Article:
▽

Diluting flow means a flow of diluting liquid which is added to the fibre suspension stream, usually at a selected position along a tube bank which distributes the fibre suspension over the cross section of the head box. By adding diluting liquid to the fibre suspension flow, the local fibre concentration of the stream and thus the grammage of the product can be adjusted and the CD profile can be optimised. In connection with this, any influence on the local direction and velocity of the stream can be established by means of the method and the device according to the invention.

Discharge opening means the gap-like opening which the head box has in the CD, from which opening the fibre suspension stream flows out onto the wire. At least the upper edge of the opening can be regulated along the CD, by virtue of the fact that the "upper Up", that is to say the front wall and the rim, can be regulated upwards or downwards to increase or reduce the height of the opening. Along the upper lip/rim, there is also a number of uniformly distributed adjusting screws, by means of which the rim, which is to some extent flexible, can be raised or lowered locally. In this way, the discharge opening can be regulated over the CD.

In order for it to be possible to form a relevant vector field profile in the CD, measurements should be performed at at least two measuring points along the CD, preferably three points or at least three points and even more preferably five points or at least five points along the CD. How many measuring points are analysed depends on which type of analysis or which type of operating parameter adjustment is concerned. When edge valve setting or pressure balancing is to be carried out, for example, three measuring points may be sufficient, one reference measuring point in the centre of the CD being analysed, and one in the vicinity of each short end of the head box. If the intention is to adjust the discharge opening, on the other hand, it may be justified to analyse measurement data at up to twice as many measuring points as there are adjusting screws, that is to say to analyse measurement data with a measuring point density with interspaces of the order of 5-10 cm. If an analysis of what is known as streakiness is desired, measurements at 2-3 measuring points for each tube in the tube bank may be required, which can mean a measuring point density with interspaces of the order of 5-40 mm, or around 10-20 mm in the CD. It is also possible to provide a fixed meter which analyses the fibre suspension stream in the centre of the CD, plus a traversable meter which analyses a profile in the CD. Measurement data from the fixed meter can then be used in order to compensate the profile measurements for pulsations and regulating variations of the mixing pump etc.

△

Job a: According to the head box excerpt, how many measuring points may be enough for edge valve setting or pressure balancing?

Data to process:
▽

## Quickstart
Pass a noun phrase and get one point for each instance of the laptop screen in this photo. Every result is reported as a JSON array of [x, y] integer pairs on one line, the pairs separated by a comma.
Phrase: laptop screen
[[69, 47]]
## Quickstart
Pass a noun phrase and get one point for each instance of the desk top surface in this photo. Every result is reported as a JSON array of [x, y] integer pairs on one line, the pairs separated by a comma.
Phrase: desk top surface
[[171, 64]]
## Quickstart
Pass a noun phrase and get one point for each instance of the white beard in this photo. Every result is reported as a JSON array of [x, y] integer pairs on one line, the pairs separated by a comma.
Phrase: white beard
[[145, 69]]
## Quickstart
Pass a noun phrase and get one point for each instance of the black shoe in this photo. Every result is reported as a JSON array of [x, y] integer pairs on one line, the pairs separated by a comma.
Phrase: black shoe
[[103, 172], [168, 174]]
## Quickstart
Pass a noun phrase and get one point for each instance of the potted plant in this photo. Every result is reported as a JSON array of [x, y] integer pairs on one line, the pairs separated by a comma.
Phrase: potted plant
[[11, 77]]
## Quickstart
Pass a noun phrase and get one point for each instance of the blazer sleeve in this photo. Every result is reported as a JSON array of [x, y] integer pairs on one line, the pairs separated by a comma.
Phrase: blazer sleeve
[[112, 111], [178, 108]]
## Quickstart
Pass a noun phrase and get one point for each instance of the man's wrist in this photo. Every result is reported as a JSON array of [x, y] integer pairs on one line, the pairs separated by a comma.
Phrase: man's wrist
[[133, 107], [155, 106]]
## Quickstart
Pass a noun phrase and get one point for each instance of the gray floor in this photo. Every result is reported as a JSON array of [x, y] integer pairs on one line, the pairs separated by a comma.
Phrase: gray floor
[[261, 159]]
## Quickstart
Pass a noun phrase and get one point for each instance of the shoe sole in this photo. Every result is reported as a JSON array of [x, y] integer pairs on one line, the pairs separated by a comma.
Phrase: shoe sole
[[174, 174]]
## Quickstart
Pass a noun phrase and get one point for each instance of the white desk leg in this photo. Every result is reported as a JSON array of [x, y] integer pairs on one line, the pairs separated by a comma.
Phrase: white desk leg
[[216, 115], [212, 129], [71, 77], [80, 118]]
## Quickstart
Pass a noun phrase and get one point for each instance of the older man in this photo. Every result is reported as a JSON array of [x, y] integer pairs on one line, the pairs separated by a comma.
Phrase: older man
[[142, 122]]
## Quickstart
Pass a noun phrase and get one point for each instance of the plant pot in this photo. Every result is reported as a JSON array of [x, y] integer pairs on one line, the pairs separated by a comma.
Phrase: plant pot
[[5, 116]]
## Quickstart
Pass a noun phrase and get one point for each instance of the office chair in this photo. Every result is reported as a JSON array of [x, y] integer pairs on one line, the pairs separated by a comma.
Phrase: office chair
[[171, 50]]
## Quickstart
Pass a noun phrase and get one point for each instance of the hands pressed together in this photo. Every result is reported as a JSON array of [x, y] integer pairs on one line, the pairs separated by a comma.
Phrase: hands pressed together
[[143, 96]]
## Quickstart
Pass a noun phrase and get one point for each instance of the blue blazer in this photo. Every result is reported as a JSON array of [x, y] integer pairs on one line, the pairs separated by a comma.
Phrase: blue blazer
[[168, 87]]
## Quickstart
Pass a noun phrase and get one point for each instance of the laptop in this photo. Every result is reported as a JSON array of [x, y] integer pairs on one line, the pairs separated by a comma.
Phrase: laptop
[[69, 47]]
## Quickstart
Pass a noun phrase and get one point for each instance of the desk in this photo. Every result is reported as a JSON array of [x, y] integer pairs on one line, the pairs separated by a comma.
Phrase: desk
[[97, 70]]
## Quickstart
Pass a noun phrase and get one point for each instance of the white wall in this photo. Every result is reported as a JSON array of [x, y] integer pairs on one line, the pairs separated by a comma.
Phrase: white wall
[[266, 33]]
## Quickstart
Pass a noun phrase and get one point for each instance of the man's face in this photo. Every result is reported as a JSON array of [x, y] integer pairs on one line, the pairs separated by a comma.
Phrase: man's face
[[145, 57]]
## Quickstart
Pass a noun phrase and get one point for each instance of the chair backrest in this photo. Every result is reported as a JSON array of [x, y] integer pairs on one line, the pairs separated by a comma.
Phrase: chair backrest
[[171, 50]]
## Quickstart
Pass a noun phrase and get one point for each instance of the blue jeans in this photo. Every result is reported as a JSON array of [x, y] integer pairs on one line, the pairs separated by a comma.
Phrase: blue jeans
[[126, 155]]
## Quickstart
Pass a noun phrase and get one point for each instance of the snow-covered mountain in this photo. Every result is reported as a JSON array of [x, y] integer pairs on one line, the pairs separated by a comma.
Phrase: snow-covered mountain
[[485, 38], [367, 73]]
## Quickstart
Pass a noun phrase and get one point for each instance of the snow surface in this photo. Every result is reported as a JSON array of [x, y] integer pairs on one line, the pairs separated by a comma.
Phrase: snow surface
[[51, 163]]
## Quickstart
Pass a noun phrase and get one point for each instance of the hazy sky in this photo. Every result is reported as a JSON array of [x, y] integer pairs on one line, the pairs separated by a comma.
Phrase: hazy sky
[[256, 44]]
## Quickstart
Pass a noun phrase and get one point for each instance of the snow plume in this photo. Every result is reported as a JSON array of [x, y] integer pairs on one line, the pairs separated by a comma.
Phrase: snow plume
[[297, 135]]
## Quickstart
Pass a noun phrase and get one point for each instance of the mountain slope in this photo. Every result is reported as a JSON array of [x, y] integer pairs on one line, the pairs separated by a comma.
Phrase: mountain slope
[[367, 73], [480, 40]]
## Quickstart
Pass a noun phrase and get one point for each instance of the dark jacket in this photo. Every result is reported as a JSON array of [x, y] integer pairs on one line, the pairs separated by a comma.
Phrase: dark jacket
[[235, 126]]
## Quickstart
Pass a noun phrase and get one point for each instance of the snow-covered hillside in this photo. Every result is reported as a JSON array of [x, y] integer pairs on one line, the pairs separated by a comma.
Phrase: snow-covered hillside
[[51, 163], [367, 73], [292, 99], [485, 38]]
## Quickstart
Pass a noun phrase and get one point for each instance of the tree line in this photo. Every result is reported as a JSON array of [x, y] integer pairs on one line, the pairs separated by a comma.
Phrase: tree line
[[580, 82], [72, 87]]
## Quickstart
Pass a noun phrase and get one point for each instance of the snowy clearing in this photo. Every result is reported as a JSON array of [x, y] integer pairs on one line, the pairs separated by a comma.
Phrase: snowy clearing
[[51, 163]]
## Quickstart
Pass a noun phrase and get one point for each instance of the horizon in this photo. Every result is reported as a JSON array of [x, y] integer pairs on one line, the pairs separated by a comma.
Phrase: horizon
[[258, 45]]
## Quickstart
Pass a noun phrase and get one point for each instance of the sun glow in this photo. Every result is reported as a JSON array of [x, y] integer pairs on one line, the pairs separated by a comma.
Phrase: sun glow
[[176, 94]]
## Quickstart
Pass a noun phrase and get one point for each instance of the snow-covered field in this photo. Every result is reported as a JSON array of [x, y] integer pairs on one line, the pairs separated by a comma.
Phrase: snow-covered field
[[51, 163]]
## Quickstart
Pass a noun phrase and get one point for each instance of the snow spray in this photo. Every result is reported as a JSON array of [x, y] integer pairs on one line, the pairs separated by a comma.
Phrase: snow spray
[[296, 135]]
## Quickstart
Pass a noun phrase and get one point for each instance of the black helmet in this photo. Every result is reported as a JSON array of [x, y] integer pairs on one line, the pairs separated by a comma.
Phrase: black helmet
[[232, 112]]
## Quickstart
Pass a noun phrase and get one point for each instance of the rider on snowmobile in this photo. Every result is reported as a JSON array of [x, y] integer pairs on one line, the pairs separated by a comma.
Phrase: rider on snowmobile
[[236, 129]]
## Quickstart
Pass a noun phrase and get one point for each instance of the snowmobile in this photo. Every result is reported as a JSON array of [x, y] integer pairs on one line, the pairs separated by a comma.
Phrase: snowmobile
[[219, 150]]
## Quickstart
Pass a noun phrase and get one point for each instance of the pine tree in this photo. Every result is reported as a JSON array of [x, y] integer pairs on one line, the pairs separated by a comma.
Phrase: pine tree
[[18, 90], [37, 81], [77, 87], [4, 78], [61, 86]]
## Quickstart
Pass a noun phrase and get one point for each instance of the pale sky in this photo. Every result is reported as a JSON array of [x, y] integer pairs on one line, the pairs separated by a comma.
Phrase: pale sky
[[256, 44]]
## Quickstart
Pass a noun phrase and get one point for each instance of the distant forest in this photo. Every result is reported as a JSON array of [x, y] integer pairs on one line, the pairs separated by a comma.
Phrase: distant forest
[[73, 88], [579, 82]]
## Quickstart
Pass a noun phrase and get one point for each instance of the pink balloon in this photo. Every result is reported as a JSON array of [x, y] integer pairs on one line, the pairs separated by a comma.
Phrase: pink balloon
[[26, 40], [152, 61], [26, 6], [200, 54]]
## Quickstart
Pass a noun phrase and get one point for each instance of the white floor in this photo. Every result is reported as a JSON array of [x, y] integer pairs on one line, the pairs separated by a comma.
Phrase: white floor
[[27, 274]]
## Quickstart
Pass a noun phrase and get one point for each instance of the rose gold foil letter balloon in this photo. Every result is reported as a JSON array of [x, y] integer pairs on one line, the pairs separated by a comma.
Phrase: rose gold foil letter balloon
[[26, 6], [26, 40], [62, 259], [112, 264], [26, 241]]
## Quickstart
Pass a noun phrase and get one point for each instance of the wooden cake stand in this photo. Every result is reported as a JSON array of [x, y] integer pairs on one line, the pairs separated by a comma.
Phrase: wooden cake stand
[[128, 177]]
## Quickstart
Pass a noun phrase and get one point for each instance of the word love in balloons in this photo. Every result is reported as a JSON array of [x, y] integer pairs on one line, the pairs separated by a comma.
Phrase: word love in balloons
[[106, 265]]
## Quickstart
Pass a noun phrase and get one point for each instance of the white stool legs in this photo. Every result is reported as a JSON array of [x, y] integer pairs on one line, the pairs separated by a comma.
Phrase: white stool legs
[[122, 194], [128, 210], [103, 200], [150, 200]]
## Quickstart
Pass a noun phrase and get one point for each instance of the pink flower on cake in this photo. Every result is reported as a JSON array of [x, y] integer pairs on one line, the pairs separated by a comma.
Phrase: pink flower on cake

△

Job b: Convert the entries, from their first line up to and including the line with "[[112, 111], [178, 108]]", into a Markdown table with the columns Row and Line. Give each line a row number and leave out blank lines.

Correct response a: Three measuring points may be sufficient.

Correct response b:
| Row | Line |
|---|---|
| 1 | ## Quickstart |
| 2 | Pass a noun phrase and get one point for each instance of the laptop screen in this photo. Every result is reported as a JSON array of [x, y] integer pairs on one line, the pairs separated by a comma. |
| 3 | Phrase: laptop screen |
| 4 | [[69, 47]] |
| 5 | ## Quickstart |
| 6 | Pass a noun phrase and get one point for each instance of the desk top surface in this photo. Every result is reported as a JSON array of [x, y] integer pairs on one line, the pairs separated by a comma. |
| 7 | Phrase: desk top surface |
| 8 | [[171, 64]] |
| 9 | ## Quickstart |
| 10 | Pass a noun phrase and get one point for each instance of the white beard in this photo. Every result is reported as a JSON array of [x, y] integer pairs on one line, the pairs separated by a comma. |
| 11 | Phrase: white beard |
| 12 | [[145, 69]] |
| 13 | ## Quickstart |
| 14 | Pass a noun phrase and get one point for each instance of the black shoe in this photo. Every result is reported as a JSON array of [x, y] integer pairs on one line, the pairs separated by a comma. |
| 15 | Phrase: black shoe |
| 16 | [[103, 172], [168, 174]] |
| 17 | ## Quickstart |
| 18 | Pass a noun phrase and get one point for each instance of the potted plant in this photo. Every result is reported as a JSON array of [x, y] integer pairs on one line, the pairs separated by a comma. |
| 19 | Phrase: potted plant |
| 20 | [[11, 77]] |
| 21 | ## Quickstart |
| 22 | Pass a noun phrase and get one point for each instance of the blazer sleeve in this photo. Every result is reported as a JSON array of [x, y] integer pairs on one line, the pairs separated by a comma. |
| 23 | Phrase: blazer sleeve |
| 24 | [[112, 111], [178, 108]] |